━━━━━ TEXT FOR ANALYSIS ━━━━━

World Cancer Day 2017: Improving access to cancer care
Every year 14.1 million people worldwide are diagnosed with cancer1 and this is only expected to rise. Innovative treatments can help address this burden, but advances in medicine are only meaningful when they reach patients.
That’s why this World Cancer Day we are reaffirming our commitment to accelerating progress in patient access to cancer treatment through four key pillars.
- Awareness of disease and symptoms is essential for screening and early detection.
- Diagnosis of disease can be complex, but is vital to ensuring the right treatment choice is made.
- Healthcare capacity requires trained teams working together with the right equipment to provide the best chance for successful treatment.
- Funding is needed for investment in healthcare and reimbursement of medicines and tests in order that patients can be protected from financial burden.
We are committed to taking action in the fight against cancer, not just today, but every day throughout the year. It is our aim that every person who needs our products is able to access and benefit from them.

━━━━━

• _THINGS TO DO_
A. In the World Cancer Day text, how many people worldwide are diagnosed with cancer each year?
B. Output the passage of the World Cancer Day text word for word, starting with "That’s why this" and going on through "benefit from them.".

━━━━━ EXERCISE DATA ━━━━━

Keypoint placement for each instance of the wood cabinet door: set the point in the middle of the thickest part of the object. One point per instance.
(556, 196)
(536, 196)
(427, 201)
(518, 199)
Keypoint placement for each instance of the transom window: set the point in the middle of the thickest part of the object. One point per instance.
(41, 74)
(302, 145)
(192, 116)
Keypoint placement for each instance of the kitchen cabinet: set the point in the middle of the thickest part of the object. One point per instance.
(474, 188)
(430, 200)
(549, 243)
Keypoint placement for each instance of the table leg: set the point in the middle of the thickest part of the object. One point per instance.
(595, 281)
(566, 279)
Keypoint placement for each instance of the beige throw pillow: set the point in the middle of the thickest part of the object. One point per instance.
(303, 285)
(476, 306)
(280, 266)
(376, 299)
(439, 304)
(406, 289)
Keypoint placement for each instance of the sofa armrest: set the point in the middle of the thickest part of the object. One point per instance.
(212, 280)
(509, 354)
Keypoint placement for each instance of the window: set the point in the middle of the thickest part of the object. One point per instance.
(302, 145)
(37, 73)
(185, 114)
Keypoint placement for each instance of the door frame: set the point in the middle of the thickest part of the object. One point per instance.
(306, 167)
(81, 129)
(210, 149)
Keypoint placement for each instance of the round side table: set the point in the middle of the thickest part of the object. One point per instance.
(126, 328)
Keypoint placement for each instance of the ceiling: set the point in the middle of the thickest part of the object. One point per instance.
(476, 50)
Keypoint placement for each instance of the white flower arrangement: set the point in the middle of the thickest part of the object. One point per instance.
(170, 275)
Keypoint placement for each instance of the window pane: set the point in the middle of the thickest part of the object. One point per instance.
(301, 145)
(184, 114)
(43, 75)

━━━━━

• _ANSWERS BELOW_
A. 14.1 million people

B.
That’s why this World Cancer Day we are reaffirming our commitment to accelerating progress in patient access to cancer treatment through four key pillars.
- Awareness of disease and symptoms is essential for screening and early detection.
- Diagnosis of disease can be complex, but is vital to ensuring the right treatment choice is made.
- Healthcare capacity requires trained teams working together with the right equipment to provide the best chance for successful treatment.
- Funding is needed for investment in healthcare and reimbursement of medicines and tests in order that patients can be protected from financial burden.
We are committed to taking action in the fight against cancer, not just today, but every day throughout the year. It is our aim that every person who needs our products is able to access and benefit from them.